Historical region now in North Korea

Kwanbuk, or Gwanbuk, is a region of Korea now comprising the northeast provinces of Ryanggang, North Hamgyong, South Hamgyong, and the Rajin-Sonbong Special Economic Zone. It borders the Kwansŏ region to the west and the Kwandong region to the south, and faces the Sea of Japan to the east.

Its name, Kwanbuk, means "North of the Ridge". The ridge in question is the Machon mountain range (Hanja: 摩天嶺; North Korean (Munhwa'ŏ): 마천령 machŏnryŏng; South Korean (Pyojuneo): 마천영 macheonyeong). Machŏnryŏng is a part of the greater Hamgyong mountain range that runs through northeast Korea.

Kwanbuk can further be divided into another subregion, Kwannam (關南/관남, gwannam), which demarcates South Hamgyong from the rest of the region.

In modern times, the name has fallen out of use in most parts of Korea.

==History==

===Koryŏ===
In the latter half of the 11th Century during the reign of Sŏnjong of Koryŏ, the administrative divisions of medieval Korea were being reorganized. During that time, the area that is now Gyeonggi Province was called Gwannae-do (關內道/관내도), so it is believed that Kwanbuk given its name in reference not only to the Machon mountain range, but also the region position north to Gyeonggi.

===Chosŏn and Korean Empire periods (1392-1910)===

The Chosŏn Dynasty (1392–1897), and later the Korean Empire (1897–1910), ruled the entirety of the Korean Peninsula for nearly five and a half centuries. During the latter half of the Koryo Dynasty, Kwanbuk was administered as Tonggye (東界/동계) from Hamju-mok (咸洲木/함주목). In the early days of the Choson Dynasty, the province was referred to as Hamgil-do (咸吉道/함길도), then briefly Yeonggil-do (永吉道/영길도) and Yeongan-do (永安道/영안도), before receiving its current name, Hamgyŏng-do (咸鏡道/함경도), by taking the first syllable from the names of the provinces two principal cities: Hamhung (咸興/함흥) and Kyongsong (鏡城/경성). Hamhung served as the provincial capital.

Under the rule of the Choson monarchs, Koreans from the northern provinces, Pyŏngan and Hamgyŏng, faced extreme discrimination, such as being subject to heavier taxation, compared to the rest of the country, as well as being prohibited from taking the civil service examination (과거 kwagŏ). In 1895, King Gojong divided the original Eight Provinces into twenty-three districts. Hamgyong Province was divided into three districts, or bu (府/부): Kyŏngsŏng-bu (鏡城府/경성부), Kapsan-bu (甲山府/갑산부), and Hamhŭng-bu (咸興府/함흥부). One year later, the twenty-three districts were reorganized into eighteen provinces. Kyongsong and Kapsan districts were reorganized into North Hamgyong Province, while Hamhung-bu was reorganized into South Hamgyong Province.

===Japanese occupation (1910-1945)===
Korea was annexed into the Empire of Japan in 1910, with its internal borders being rearranged once again. North Hamgyong and South Hamgyong provinces were rearranged into Kankyōhoku-dō and Kankyōnan-dō, with Seishin (Chongjin) and Kankō (Hamhung) as their respective provincial capitals.

DATA ▸
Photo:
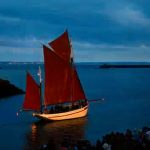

REQUIRED TASKS ▸
(a) According to the Kwanbuk text, what does the name Kwanbuk mean?
(b) Please write out the section of the Kwanbuk text starting with "Kwanbuk, or Gwanbuk, is" and going on through "parts of Korea.".
The data comes from a separate source.

SOLUTIONS ▸
(a) It means "North of the Ridge."

(b)
Kwanbuk, or Gwanbuk, is a region of Korea now comprising the northeast provinces of Ryanggang, North Hamgyong, South Hamgyong, and the Rajin-Sonbong Special Economic Zone. It borders the Kwansŏ region to the west and the Kwandong region to the south, and faces the Sea of Japan to the east.

Its name, Kwanbuk, means "North of the Ridge". The ridge in question is the Machon mountain range (Hanja: 摩天嶺; North Korean (Munhwa'ŏ): 마천령 machŏnryŏng; South Korean (Pyojuneo): 마천영 macheonyeong). Machŏnryŏng is a part of the greater Hamgyong mountain range that runs through northeast Korea.

Kwanbuk can further be divided into another subregion, Kwannam (關南/관남, gwannam), which demarcates South Hamgyong from the rest of the region.

In modern times, the name has fallen out of use in most parts of Korea.